- DIRECTIVE
Rewrite each line of the listing below as a JSON list of strings, one string per line, omitting blank lines.

(Segmentation data)
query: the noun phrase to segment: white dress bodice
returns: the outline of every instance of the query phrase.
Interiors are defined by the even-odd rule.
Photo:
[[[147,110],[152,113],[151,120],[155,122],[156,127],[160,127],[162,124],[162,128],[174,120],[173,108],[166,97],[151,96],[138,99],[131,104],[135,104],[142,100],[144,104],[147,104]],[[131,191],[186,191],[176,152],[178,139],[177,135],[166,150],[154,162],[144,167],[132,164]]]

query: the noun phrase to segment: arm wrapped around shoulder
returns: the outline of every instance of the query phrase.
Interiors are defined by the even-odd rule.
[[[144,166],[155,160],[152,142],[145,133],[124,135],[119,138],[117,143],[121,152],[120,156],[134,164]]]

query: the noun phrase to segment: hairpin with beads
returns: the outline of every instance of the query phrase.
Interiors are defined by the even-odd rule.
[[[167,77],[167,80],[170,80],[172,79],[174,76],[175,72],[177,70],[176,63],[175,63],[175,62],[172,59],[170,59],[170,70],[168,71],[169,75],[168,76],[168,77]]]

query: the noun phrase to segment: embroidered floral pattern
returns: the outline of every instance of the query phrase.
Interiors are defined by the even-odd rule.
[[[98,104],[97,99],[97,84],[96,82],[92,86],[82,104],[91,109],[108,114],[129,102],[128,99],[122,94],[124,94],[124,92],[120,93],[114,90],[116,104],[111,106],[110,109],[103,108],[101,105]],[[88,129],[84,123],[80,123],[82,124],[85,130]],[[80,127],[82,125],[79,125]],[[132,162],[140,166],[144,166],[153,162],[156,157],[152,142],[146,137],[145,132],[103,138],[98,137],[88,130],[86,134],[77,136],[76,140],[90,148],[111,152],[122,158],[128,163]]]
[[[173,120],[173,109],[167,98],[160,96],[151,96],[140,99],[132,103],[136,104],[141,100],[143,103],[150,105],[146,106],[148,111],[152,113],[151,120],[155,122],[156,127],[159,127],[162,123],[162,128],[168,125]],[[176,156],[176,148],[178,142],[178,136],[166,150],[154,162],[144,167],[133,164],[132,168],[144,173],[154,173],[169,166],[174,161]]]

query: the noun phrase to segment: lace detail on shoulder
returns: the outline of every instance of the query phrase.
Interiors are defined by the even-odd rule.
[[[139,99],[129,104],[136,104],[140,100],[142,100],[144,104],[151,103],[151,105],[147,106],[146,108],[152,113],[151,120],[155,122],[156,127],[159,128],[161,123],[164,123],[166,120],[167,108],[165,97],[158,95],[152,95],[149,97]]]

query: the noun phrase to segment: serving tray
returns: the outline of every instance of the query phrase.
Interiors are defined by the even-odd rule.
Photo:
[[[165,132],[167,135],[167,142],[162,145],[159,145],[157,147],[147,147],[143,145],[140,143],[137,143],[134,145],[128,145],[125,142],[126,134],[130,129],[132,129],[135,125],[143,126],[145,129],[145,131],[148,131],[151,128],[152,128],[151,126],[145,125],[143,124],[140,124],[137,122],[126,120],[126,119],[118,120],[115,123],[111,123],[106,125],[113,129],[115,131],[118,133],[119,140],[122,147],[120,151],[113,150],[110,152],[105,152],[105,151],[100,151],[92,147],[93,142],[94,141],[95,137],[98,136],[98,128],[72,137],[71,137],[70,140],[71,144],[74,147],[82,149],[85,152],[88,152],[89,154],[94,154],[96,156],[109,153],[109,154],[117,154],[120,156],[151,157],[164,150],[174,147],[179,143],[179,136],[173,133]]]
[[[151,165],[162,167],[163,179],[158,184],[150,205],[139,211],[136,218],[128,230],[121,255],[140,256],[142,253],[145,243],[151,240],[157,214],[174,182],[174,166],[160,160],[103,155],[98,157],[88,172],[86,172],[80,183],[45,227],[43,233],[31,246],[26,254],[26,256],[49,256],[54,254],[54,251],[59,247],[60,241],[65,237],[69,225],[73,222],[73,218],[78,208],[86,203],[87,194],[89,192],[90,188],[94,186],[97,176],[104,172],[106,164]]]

- SOLUTION TO THIS TASK
[
  "query: the noun phrase to segment: white dress bodice",
  "returns: the outline of every instance of the query phrase.",
  "Interiors are defined by the even-odd rule.",
  "Photo:",
  "[[[147,110],[152,113],[151,120],[155,122],[156,127],[160,127],[162,124],[162,128],[174,120],[173,108],[166,97],[151,96],[138,99],[131,104],[135,104],[142,100],[144,104],[147,104]],[[131,191],[186,191],[176,152],[178,139],[177,135],[166,150],[154,162],[144,167],[132,164]]]",
  "query: the noun phrase to segment: arm wrapped around shoulder",
  "returns: the outline of every instance of the query phrase.",
  "Interiors are defined by the even-odd rule.",
  "[[[144,166],[155,160],[152,142],[145,133],[124,135],[119,138],[117,143],[121,152],[120,156],[134,164]]]",
  "query: the noun phrase to segment: hairpin with beads",
  "returns: the outline of every instance of the query phrase.",
  "Interiors are defined by the even-odd rule.",
  "[[[167,77],[167,80],[170,80],[172,79],[174,76],[175,72],[177,70],[176,63],[175,63],[175,62],[172,59],[170,59],[170,70],[168,71],[169,75],[168,76],[168,77]]]",
  "query: the noun phrase to segment: embroidered floral pattern",
  "returns: the outline of every instance of the query phrase.",
  "Interiors are defined by the even-odd rule.",
  "[[[98,104],[97,99],[97,84],[96,82],[92,86],[82,104],[91,109],[108,114],[129,102],[128,99],[122,94],[124,94],[124,92],[120,93],[114,90],[116,104],[111,106],[110,109],[103,108],[101,105]],[[88,129],[84,123],[80,123],[82,124],[85,130]],[[80,127],[82,125],[79,125]],[[132,162],[140,166],[144,166],[153,162],[156,157],[152,142],[146,137],[145,132],[103,138],[98,137],[88,130],[86,134],[77,136],[76,140],[90,148],[111,152],[122,158],[128,163]]]",
  "[[[173,120],[173,109],[167,98],[160,96],[151,96],[140,99],[132,103],[136,104],[141,100],[143,103],[150,105],[146,106],[148,111],[152,113],[151,120],[155,122],[156,127],[159,127],[162,123],[162,128],[168,125]],[[176,156],[176,148],[178,142],[178,136],[166,150],[154,162],[144,167],[133,164],[132,168],[144,173],[154,173],[169,166],[174,161]]]",
  "query: the noun phrase to segment: lace detail on shoulder",
  "returns: the outline of every instance of the query phrase.",
  "Interiors are defined by the even-odd rule.",
  "[[[139,99],[129,104],[136,104],[140,100],[142,100],[144,104],[151,103],[151,105],[147,106],[146,108],[152,113],[151,120],[155,122],[156,127],[159,128],[161,123],[164,123],[166,120],[167,108],[165,97],[158,95],[152,95],[149,97]]]",
  "query: the noun phrase to segment: serving tray",
  "returns: the outline of every instance of the query phrase.",
  "Interiors are defined by the even-odd rule.",
  "Photo:",
  "[[[165,132],[167,135],[167,142],[162,145],[159,145],[157,147],[147,147],[143,145],[140,143],[137,143],[134,145],[128,145],[125,142],[126,134],[130,129],[132,129],[135,125],[143,126],[145,129],[145,131],[148,131],[151,128],[152,128],[151,126],[145,125],[143,124],[140,124],[137,122],[126,120],[126,119],[118,120],[115,123],[111,123],[106,125],[113,129],[115,131],[118,133],[119,140],[122,147],[120,151],[113,150],[110,152],[105,152],[105,151],[100,151],[92,147],[93,142],[94,141],[95,137],[98,136],[98,128],[72,137],[71,137],[70,140],[71,144],[74,147],[82,149],[85,152],[88,152],[89,154],[94,154],[96,156],[109,153],[109,154],[117,154],[120,156],[151,157],[164,150],[174,147],[179,143],[179,136],[173,133]]]",
  "[[[151,165],[162,167],[163,179],[158,184],[150,205],[139,211],[136,218],[128,230],[121,255],[140,256],[142,253],[145,243],[151,240],[157,214],[174,182],[174,166],[160,160],[103,155],[98,157],[88,172],[86,172],[80,183],[45,227],[43,233],[31,246],[26,254],[26,256],[49,256],[54,254],[54,251],[59,247],[60,241],[65,237],[69,225],[73,222],[73,218],[78,208],[86,203],[87,194],[89,192],[90,188],[94,186],[97,176],[104,172],[106,164]]]"
]